> Task objective
Please pull out every row below that contains the string "green" and list them. Case counts, so a row only matches if its letters have the same capitalization.

> Listed entries
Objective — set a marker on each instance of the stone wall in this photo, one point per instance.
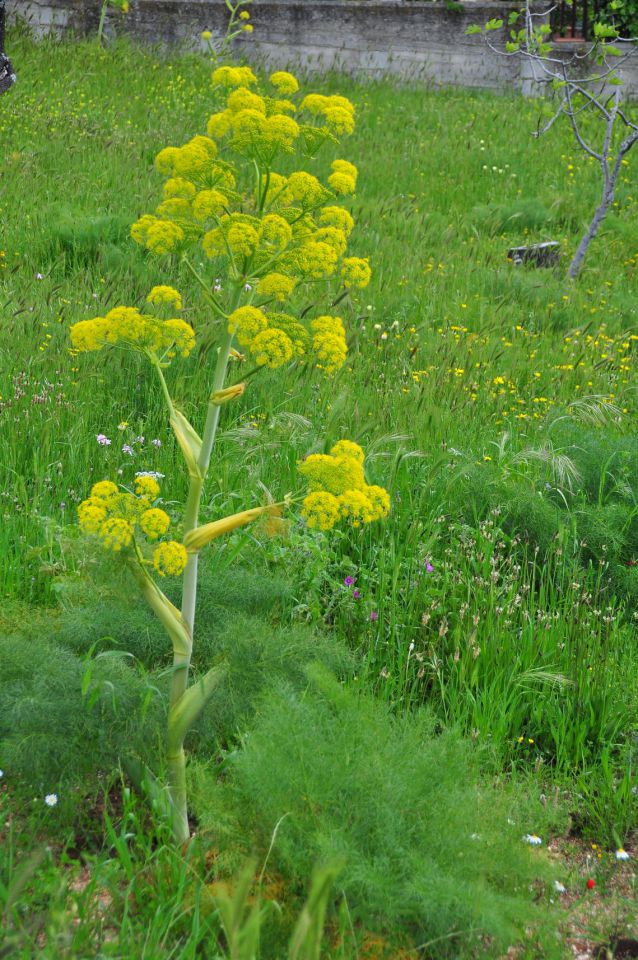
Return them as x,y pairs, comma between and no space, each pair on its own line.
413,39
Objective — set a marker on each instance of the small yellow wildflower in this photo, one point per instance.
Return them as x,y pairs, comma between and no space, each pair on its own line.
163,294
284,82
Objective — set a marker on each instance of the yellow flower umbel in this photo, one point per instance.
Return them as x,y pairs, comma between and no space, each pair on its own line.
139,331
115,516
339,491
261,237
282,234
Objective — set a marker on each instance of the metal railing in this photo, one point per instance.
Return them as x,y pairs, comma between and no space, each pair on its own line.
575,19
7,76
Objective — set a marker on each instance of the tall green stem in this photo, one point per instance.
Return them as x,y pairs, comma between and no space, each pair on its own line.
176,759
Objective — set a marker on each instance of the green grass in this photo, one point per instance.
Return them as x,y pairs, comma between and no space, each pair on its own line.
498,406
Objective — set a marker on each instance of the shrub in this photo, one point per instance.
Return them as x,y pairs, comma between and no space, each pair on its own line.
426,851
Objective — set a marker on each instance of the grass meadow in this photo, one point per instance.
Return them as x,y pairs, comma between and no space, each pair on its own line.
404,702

==

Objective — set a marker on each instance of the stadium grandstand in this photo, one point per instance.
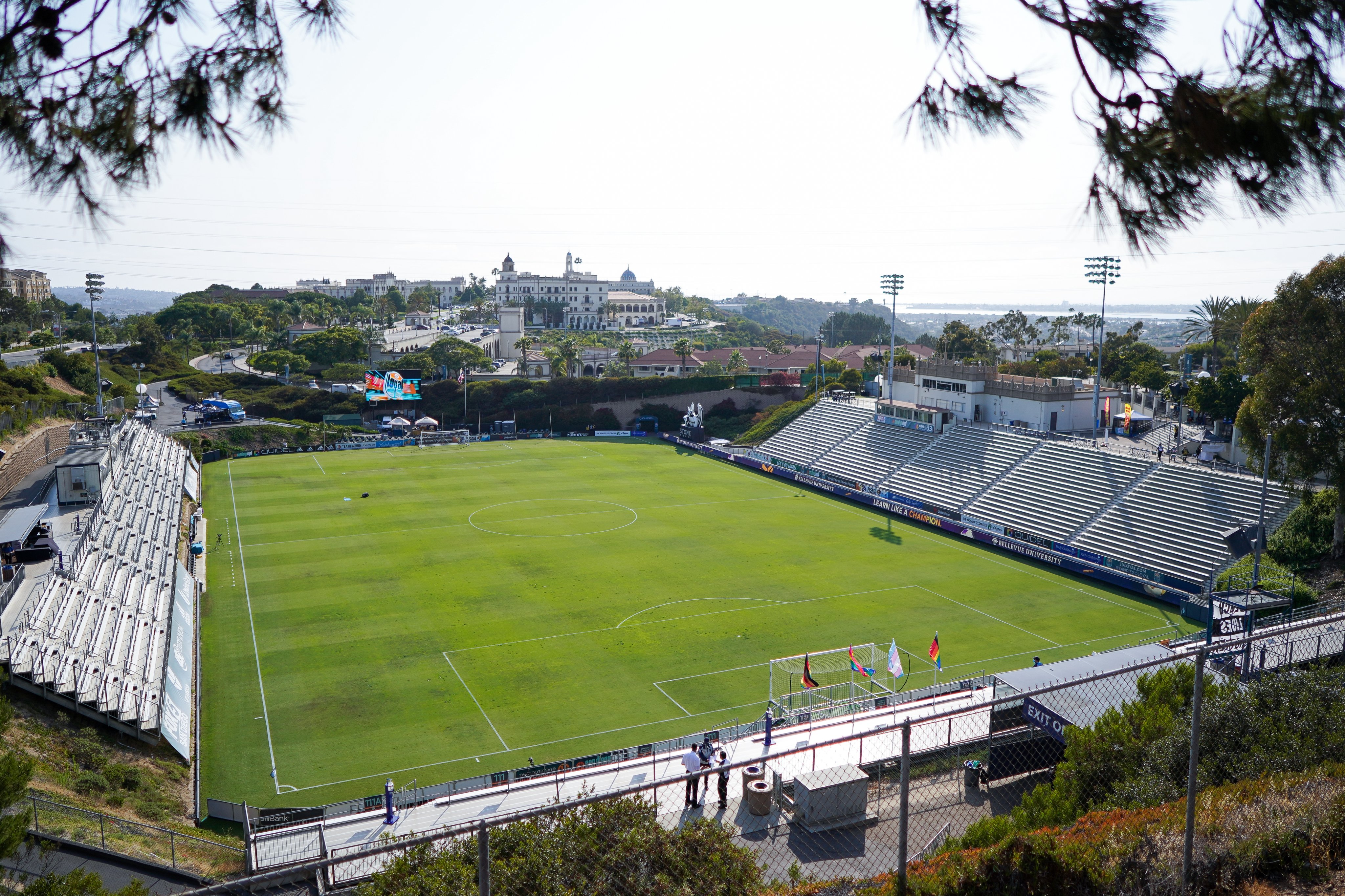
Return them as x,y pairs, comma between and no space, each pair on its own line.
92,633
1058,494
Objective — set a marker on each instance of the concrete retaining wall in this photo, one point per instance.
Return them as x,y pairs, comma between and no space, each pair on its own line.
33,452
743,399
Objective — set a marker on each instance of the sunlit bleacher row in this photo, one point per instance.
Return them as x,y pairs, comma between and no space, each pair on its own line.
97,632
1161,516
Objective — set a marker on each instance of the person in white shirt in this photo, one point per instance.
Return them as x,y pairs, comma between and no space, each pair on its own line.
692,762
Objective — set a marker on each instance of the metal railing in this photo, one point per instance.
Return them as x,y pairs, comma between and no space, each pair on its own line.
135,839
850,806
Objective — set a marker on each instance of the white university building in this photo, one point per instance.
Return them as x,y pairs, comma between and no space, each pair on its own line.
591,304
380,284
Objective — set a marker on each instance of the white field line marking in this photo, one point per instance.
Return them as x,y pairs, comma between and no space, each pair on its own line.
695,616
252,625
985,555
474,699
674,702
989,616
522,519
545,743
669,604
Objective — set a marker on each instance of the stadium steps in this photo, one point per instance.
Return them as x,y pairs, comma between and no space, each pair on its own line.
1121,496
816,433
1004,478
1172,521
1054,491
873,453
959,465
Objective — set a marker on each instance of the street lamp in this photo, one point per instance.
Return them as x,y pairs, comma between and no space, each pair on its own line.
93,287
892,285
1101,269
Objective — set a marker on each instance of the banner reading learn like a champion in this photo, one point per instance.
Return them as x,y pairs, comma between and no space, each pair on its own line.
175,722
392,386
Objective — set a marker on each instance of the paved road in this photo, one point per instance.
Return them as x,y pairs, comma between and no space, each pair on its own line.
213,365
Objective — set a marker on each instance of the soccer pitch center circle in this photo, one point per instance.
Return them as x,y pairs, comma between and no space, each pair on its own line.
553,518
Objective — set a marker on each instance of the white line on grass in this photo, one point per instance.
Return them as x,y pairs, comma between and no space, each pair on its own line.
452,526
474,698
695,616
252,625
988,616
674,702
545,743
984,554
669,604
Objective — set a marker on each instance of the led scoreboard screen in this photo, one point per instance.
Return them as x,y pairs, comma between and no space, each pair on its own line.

> Result
Objective — set a marker on each instance of the tall green stem in this photo, one point per instance.
Objective — set a marker on each instance of the green grass in this photo, one point per instance.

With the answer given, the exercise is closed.